| EXTRACTED DATA |
=== Section Start ===
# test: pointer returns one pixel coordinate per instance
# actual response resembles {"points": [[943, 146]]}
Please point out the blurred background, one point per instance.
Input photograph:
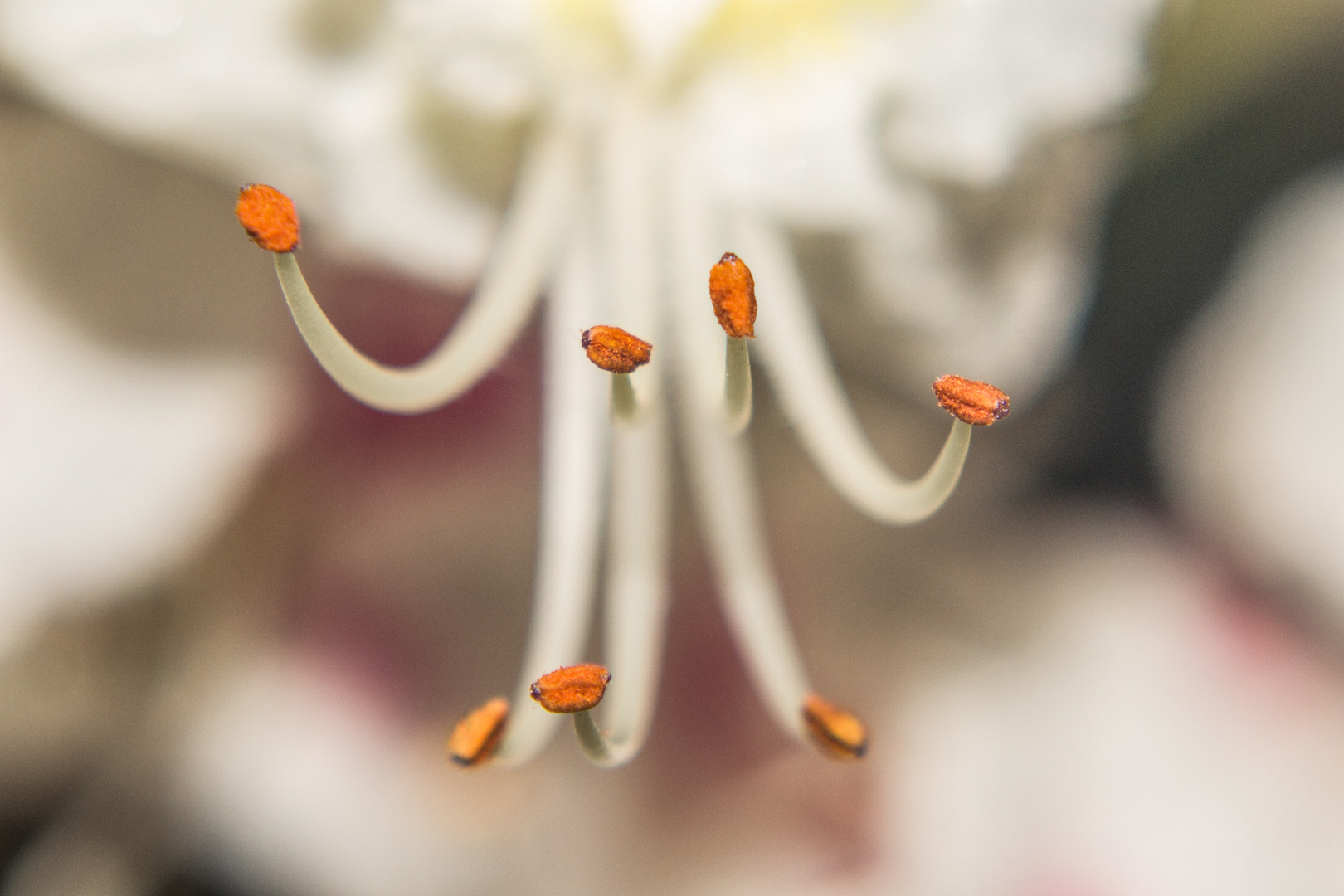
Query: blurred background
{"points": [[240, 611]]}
=== Section End ===
=== Section Start ===
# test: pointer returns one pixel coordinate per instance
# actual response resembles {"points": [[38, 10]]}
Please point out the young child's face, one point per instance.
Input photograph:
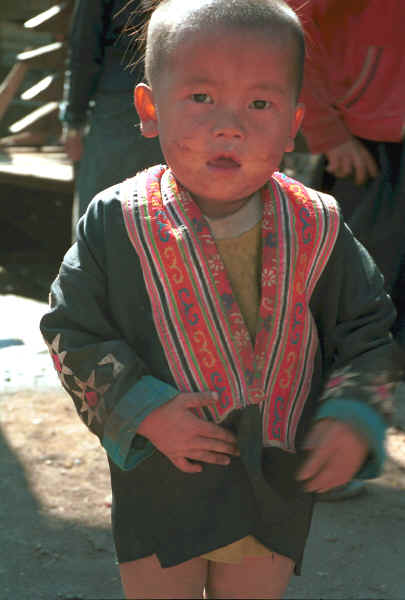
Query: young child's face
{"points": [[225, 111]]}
=== Section End ===
| ACTION ITEM |
Go through the material and copy each line that contains "actual".

| ANSWER SPACE |
# actual response resembles {"points": [[943, 146]]}
# actual response resembles {"points": [[38, 10]]}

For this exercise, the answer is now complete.